Natural-language object grounding data
##############################
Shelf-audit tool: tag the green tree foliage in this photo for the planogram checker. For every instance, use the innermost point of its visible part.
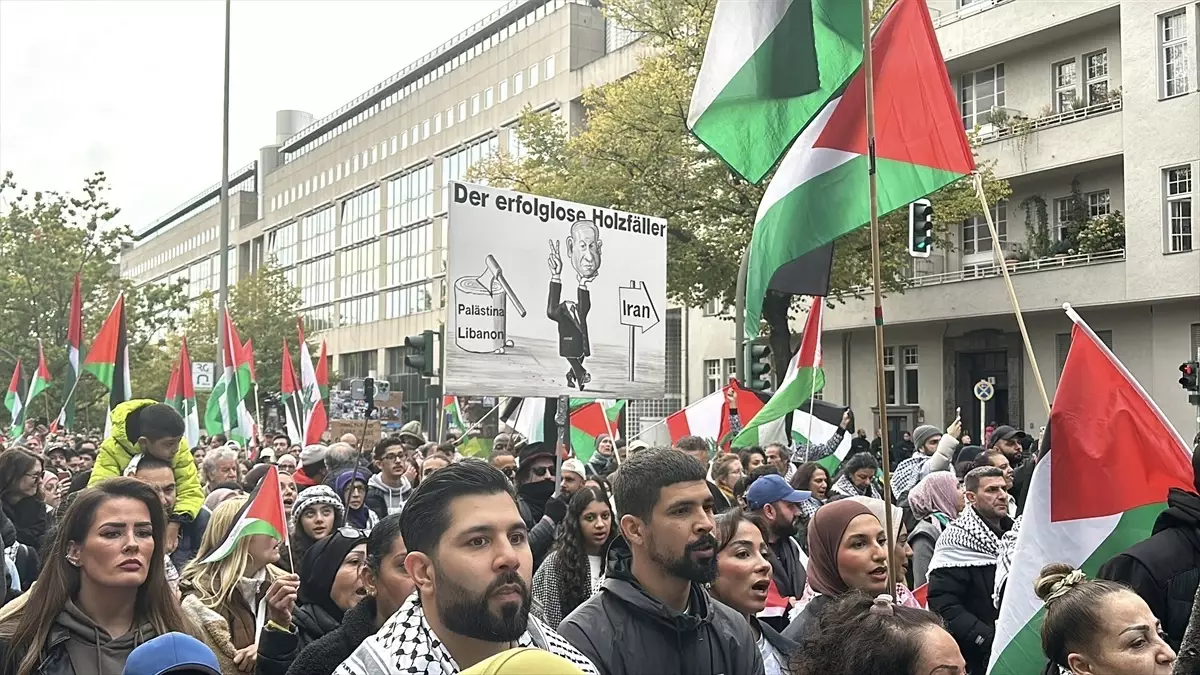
(46, 238)
(635, 153)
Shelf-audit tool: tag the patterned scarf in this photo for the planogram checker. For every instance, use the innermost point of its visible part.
(966, 542)
(406, 645)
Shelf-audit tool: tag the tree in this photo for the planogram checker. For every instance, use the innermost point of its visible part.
(264, 308)
(46, 238)
(635, 154)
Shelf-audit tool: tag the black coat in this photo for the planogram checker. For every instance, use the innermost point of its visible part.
(1164, 569)
(963, 598)
(323, 656)
(624, 631)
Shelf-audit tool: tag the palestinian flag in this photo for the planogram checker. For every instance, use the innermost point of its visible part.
(589, 420)
(109, 357)
(289, 390)
(181, 395)
(803, 380)
(820, 190)
(1098, 491)
(16, 401)
(769, 66)
(75, 341)
(313, 419)
(262, 514)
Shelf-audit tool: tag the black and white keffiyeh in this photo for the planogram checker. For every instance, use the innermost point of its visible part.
(406, 645)
(966, 542)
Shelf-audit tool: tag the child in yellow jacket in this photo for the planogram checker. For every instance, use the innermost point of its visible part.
(157, 430)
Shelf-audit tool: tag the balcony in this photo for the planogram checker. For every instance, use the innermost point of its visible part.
(1042, 285)
(1020, 144)
(979, 30)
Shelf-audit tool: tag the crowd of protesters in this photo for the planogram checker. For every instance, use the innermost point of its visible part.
(408, 557)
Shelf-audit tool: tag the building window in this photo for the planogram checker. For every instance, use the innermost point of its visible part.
(1174, 53)
(358, 270)
(360, 217)
(411, 197)
(409, 258)
(1097, 77)
(1099, 203)
(981, 91)
(317, 234)
(1065, 87)
(1179, 209)
(712, 376)
(976, 237)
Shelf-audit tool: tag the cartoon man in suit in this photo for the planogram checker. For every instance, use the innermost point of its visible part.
(583, 246)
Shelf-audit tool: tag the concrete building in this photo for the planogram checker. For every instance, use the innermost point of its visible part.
(1098, 91)
(353, 205)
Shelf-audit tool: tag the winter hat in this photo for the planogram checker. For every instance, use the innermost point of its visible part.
(312, 496)
(172, 652)
(312, 454)
(319, 567)
(922, 435)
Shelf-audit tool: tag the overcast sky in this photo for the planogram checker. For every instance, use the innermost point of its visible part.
(133, 88)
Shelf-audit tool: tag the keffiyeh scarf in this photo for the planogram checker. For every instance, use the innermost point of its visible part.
(966, 542)
(406, 645)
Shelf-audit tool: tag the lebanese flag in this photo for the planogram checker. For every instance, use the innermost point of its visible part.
(262, 514)
(1113, 460)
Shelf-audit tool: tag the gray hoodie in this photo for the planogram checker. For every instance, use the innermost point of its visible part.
(90, 647)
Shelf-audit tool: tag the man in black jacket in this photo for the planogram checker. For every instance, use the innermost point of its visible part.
(652, 613)
(1164, 569)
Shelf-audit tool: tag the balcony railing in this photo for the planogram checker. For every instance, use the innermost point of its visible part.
(1012, 127)
(966, 11)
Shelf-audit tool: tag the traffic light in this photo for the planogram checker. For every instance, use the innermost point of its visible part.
(420, 357)
(921, 228)
(1191, 376)
(760, 368)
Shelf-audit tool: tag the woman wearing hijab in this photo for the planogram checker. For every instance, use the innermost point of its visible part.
(847, 549)
(935, 502)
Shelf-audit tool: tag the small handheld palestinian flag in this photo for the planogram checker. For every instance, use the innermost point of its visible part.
(262, 514)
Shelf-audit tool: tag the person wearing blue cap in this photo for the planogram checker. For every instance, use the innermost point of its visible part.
(174, 653)
(779, 505)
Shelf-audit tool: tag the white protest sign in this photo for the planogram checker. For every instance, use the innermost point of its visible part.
(553, 298)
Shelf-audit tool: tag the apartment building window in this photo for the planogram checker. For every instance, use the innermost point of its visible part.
(1097, 64)
(1179, 209)
(317, 282)
(358, 270)
(1099, 203)
(360, 217)
(1065, 93)
(411, 197)
(976, 237)
(1174, 53)
(981, 91)
(317, 233)
(409, 256)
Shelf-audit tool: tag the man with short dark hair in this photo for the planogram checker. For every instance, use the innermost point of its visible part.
(469, 557)
(963, 571)
(652, 613)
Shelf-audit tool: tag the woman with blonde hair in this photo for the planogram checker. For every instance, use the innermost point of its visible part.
(102, 590)
(241, 603)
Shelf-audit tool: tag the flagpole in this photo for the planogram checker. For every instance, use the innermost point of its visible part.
(880, 388)
(1012, 293)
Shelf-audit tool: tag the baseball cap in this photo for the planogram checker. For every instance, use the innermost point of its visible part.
(1003, 432)
(172, 652)
(772, 488)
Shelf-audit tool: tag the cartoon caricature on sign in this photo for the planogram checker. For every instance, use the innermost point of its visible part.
(601, 334)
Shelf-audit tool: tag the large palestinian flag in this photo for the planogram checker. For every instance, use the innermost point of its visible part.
(820, 190)
(1113, 460)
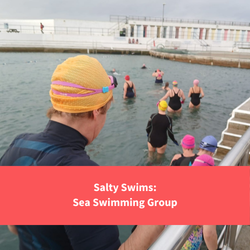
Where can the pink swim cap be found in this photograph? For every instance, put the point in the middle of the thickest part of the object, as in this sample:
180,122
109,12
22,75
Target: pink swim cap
127,78
204,160
196,82
188,141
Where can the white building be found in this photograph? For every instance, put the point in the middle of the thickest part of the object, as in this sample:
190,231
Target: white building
126,33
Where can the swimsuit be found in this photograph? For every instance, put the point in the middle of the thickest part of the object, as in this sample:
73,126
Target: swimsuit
57,145
184,161
175,102
158,80
195,98
159,128
195,240
130,92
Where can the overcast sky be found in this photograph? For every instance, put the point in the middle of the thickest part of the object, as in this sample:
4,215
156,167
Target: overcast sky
227,10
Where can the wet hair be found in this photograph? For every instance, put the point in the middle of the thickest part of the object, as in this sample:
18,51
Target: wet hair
53,112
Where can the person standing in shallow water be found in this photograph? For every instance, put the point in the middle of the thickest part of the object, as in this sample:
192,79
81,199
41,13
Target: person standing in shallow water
175,96
41,27
158,76
188,156
195,93
158,127
80,102
129,90
166,87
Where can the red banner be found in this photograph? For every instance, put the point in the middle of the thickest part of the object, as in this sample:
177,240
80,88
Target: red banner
127,195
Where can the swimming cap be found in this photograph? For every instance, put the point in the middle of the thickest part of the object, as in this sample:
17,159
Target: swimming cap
188,141
80,71
203,160
209,143
163,105
196,82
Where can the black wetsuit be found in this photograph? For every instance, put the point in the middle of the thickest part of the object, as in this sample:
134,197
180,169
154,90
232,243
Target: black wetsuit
175,102
57,145
130,92
195,98
158,129
184,161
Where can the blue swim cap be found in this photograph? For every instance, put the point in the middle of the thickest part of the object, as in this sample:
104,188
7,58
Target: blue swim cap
209,143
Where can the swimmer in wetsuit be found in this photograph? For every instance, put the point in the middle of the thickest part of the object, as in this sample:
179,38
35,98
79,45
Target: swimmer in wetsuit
166,87
187,157
175,95
129,90
62,143
195,93
159,126
158,74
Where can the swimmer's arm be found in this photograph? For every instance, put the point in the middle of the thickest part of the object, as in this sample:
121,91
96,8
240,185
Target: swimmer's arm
165,96
210,236
13,229
176,157
142,238
202,93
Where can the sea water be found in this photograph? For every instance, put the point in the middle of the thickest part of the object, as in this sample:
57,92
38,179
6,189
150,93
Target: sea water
24,98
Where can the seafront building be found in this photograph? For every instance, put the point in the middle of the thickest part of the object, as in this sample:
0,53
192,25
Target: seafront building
126,33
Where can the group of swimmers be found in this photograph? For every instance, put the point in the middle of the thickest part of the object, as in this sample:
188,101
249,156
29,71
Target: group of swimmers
80,102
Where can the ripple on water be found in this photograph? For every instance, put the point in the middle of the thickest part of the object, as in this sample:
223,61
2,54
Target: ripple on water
24,100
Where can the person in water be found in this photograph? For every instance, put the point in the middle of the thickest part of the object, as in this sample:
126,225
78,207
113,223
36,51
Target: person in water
195,93
175,96
208,145
80,101
207,231
188,156
166,87
195,239
158,76
158,127
129,90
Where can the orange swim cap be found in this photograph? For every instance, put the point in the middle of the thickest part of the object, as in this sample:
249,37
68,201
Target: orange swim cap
86,72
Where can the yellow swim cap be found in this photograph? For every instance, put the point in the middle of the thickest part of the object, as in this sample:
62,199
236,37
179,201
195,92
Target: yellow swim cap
163,105
74,82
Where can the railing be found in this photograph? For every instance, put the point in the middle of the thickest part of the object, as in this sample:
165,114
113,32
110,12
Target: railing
174,20
239,154
185,35
174,237
35,29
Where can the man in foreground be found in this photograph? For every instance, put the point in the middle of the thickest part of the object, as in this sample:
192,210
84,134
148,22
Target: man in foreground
81,94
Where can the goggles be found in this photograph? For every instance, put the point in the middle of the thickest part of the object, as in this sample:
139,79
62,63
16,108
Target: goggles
198,160
207,145
95,91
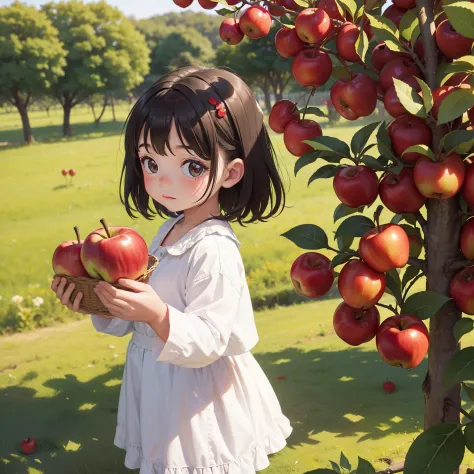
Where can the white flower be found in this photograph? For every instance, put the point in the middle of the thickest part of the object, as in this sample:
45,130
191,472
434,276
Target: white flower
38,301
17,299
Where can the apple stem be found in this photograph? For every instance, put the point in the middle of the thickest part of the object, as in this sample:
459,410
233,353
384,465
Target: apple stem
76,229
377,216
102,221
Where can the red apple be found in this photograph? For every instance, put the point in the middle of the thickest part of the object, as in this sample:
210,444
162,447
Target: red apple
360,285
28,445
230,32
388,387
381,55
282,113
311,274
402,341
356,186
255,22
461,290
400,194
207,4
385,247
111,253
312,67
297,131
183,3
395,14
345,42
313,25
451,43
288,43
404,4
439,179
467,239
391,101
330,7
67,258
398,68
441,93
406,131
356,326
354,97
468,186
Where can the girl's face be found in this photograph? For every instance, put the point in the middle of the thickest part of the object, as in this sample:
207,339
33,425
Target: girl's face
177,181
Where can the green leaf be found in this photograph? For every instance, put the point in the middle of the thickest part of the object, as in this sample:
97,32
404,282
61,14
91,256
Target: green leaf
394,284
460,140
438,450
424,304
305,160
409,98
354,226
343,211
340,258
463,326
426,93
455,104
314,111
460,368
461,16
326,171
373,163
349,6
408,23
422,149
344,462
333,144
362,45
410,273
364,467
361,137
307,236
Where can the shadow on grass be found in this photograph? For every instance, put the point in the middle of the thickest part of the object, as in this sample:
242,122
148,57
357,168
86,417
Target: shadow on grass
54,133
337,392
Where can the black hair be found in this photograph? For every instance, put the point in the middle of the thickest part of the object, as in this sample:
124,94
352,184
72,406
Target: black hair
182,96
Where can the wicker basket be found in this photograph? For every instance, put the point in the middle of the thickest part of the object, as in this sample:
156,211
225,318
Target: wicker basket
90,301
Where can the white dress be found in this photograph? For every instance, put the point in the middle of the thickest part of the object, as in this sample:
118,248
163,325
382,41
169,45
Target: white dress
199,403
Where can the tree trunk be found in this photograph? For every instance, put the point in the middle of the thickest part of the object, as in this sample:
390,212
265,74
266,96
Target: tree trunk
22,107
442,247
67,107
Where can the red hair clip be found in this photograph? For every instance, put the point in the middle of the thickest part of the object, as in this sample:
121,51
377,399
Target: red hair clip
220,107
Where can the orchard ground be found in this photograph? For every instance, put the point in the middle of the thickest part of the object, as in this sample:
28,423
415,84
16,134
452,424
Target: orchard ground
61,384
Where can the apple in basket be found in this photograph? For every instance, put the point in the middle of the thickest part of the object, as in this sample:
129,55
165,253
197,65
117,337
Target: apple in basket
67,258
111,253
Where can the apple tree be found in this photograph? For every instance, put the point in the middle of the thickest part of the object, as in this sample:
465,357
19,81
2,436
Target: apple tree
416,57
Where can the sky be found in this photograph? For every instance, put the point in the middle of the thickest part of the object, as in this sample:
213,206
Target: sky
137,8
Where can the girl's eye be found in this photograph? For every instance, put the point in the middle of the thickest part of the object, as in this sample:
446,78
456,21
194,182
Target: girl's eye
150,165
193,169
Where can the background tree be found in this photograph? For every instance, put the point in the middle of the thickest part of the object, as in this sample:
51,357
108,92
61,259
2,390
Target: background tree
31,58
106,53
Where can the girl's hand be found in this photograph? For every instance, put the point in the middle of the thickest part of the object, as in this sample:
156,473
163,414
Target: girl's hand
64,294
141,304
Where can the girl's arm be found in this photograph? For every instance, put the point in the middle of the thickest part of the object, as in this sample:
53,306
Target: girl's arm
113,326
199,335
##############################
◆ TASK TO COMPLETE
Return precisely the lines of the records, starting with the line that holds "Target: girl's hand" and ending with the last one.

◆ SOLUTION TO THIS TASK
Target: girl's hand
64,294
141,304
Where can the girl's arm be found in this photograph? For every instance, put the point in the middle of the thickest part of the object, as in this sample:
53,306
Target: girl's arm
113,326
199,335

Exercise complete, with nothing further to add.